Lost In Harmony (Isyana Sarasvati's Decade Concert)
- Orchestra: Jakarta Concert Orchestra
- Choir: Batavia Madrigal Singers The Resonanz Children's Choir
- Location: Istora Senayan, Jakarta - Indonesia
- Associated album: Explore!, Paradox, Lexicon, ISYANA
- Start date: November 16, 2024
- End date: November 16, 2024
- No. of shows: 1 Day
- Attendance: 5.000+ Ticket
- Website: isyanalostinharmony.com

Isyana Sarasvati concert chronology
- ISYANA: The 4 th Album Showcase Live On Tour (2023); Isyana Sarasvati Lost In Harmony a Decade Live Concert (2024); ;

= Lost In Harmony =

Lost In Harmony, fully titled Isyana Sarasvati: Lost In Harmony – A Decade Live Concert, was a one-decade anniversary concert by Indonesian singer and composer Isyana Sarasvati. The event marked the 10th year of her career in the Indonesian music industry. Conceived as a celebration of her musical journey, the concert highlighted Isyana’s exploration of diverse genres, ranging from pop to progressive rock. It was held on 16 November 2024 at Istora Senayan, Jakarta.

== Background ==
Ahead of her main concert Lost In Harmony, Isyana held a series of showcase events titled 'Isyana Sarasvati: Journey in Harmony'. Each showcase was dedicated to one of her first four albums and was staged on different dates according to the album's theme. The events took place at Krapela, Jakarta.

== Concert synopsis ==
On 16 November 2024 the Lost In Harmony concert was held, accompanied by orchestra music and using an accompaniment band that accompanied Isyana's musical journey during her career in national and international music, namely The Tuttis: Ade Avery, Bonar Abraham, Kenan Loui, Rifka Rachman, Yandi Andaputra. At exactly 20.00 WIB, Isyana immediately appeared on stage wearing a red dress and performed a classic song entitled "Je veux vivre dans ce reve (Roméo et Juliette)". Her performance was coloured by male backup dancers wearing all black clothes and masks that brought the theatrical feel to life. Isyana was even lifted up by the dancers while singing in a steady seriosa style.

# AIM OF THE EXERCISE
Carry on the Lost In Harmony concert article, starting right after its final sentence.

Photo object pointing data
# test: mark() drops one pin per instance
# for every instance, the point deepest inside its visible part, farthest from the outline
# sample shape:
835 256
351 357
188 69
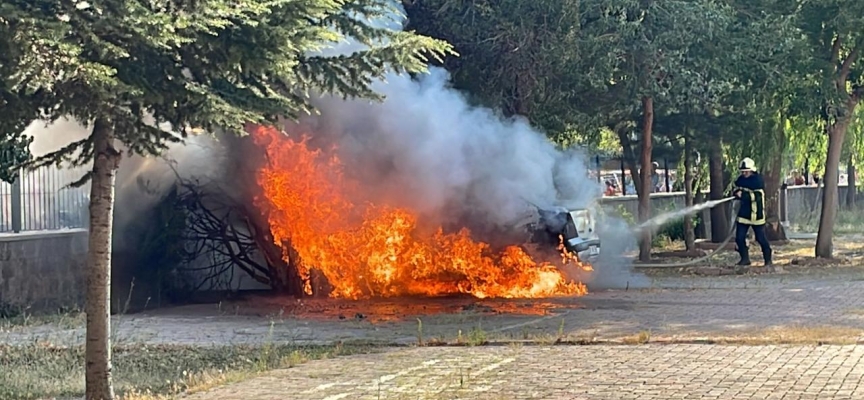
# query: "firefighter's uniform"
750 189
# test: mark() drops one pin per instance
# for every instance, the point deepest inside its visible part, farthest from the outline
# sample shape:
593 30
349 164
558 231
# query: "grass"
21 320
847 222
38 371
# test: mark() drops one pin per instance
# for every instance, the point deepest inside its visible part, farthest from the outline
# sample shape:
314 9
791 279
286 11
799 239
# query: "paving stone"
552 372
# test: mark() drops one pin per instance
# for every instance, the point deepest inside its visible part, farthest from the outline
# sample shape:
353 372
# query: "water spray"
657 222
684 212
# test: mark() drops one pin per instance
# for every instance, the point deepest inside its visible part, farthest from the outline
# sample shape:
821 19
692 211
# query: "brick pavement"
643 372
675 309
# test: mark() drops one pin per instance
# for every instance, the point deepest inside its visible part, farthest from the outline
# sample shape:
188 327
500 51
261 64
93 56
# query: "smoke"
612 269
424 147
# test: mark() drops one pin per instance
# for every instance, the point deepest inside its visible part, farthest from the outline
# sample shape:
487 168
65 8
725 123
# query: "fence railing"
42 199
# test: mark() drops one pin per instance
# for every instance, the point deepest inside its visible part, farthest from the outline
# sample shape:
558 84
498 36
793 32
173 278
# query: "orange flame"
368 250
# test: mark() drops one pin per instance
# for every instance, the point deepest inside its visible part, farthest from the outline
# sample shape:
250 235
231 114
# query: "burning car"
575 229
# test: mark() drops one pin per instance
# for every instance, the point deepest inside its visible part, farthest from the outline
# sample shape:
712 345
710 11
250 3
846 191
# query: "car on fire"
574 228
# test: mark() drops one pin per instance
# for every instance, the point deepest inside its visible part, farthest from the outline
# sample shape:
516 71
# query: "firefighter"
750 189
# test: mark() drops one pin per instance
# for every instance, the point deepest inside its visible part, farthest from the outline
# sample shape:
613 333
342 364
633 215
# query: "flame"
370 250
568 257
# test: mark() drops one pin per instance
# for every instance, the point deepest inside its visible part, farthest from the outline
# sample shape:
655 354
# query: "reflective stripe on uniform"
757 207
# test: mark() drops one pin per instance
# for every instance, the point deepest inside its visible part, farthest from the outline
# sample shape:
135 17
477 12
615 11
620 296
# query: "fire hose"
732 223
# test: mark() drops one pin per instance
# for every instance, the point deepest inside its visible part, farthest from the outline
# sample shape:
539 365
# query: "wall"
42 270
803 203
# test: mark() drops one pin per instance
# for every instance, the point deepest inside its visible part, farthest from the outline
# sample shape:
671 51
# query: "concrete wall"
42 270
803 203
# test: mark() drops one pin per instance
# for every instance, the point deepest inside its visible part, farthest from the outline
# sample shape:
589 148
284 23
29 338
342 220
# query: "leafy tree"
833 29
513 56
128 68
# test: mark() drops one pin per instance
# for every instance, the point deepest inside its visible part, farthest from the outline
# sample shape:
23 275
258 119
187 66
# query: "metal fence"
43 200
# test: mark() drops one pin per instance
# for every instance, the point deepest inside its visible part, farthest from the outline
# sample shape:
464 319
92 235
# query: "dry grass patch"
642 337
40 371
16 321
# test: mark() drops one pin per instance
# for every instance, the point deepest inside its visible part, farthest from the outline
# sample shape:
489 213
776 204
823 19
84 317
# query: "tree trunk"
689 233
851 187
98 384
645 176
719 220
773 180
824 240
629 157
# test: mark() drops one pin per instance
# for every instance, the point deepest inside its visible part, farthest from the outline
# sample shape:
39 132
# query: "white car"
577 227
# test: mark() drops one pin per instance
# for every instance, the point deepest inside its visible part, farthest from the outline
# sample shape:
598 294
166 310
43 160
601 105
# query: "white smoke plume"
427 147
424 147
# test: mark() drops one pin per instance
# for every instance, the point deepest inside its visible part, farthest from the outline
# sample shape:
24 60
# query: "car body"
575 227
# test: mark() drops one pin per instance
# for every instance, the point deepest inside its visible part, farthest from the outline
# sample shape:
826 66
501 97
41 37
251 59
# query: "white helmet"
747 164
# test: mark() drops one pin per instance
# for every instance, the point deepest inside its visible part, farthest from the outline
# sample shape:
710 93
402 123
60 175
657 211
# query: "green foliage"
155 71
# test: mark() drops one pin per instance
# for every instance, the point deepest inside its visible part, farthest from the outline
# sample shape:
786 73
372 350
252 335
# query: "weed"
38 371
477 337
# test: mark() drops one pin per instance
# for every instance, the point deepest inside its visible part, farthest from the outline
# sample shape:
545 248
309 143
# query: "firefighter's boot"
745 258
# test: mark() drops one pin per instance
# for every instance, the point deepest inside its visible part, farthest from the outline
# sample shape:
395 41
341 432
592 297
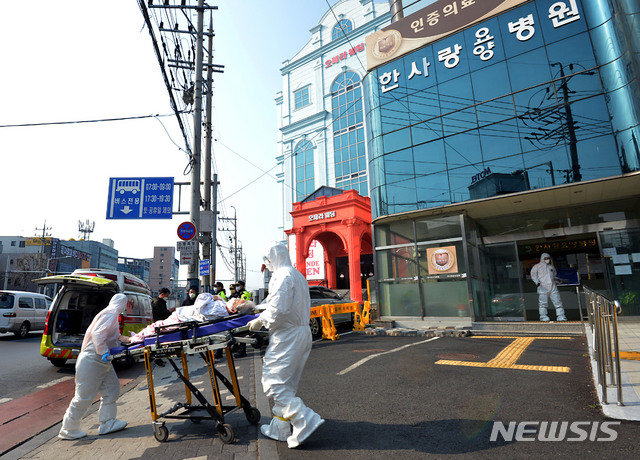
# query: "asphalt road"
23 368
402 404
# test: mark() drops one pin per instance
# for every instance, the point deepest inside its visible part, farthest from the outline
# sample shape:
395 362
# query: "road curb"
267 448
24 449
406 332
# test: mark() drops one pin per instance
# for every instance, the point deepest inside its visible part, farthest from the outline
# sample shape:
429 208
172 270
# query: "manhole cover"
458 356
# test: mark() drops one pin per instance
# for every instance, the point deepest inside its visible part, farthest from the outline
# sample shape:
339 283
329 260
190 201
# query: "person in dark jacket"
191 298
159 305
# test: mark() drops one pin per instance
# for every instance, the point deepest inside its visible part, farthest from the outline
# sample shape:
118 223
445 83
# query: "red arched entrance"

# OUTPUT FOR THIS TASK
Afterwards, the stage was filled with an epic representative video backdrop, showing Isyana wearing various outfits that gave the impression of a heroic performance themed around a game character. Isyana's performance then continued with the number "Sikap Duniawi", coloured by the cheers of the audience. Right from the start, Isyana jumped into action and sang with her keyboard, followed by "Tetap Dalam Jiwa" and "All or Nothing". During the performance, Isyana was accompanied by orchestra players and a graceful female backup dancer.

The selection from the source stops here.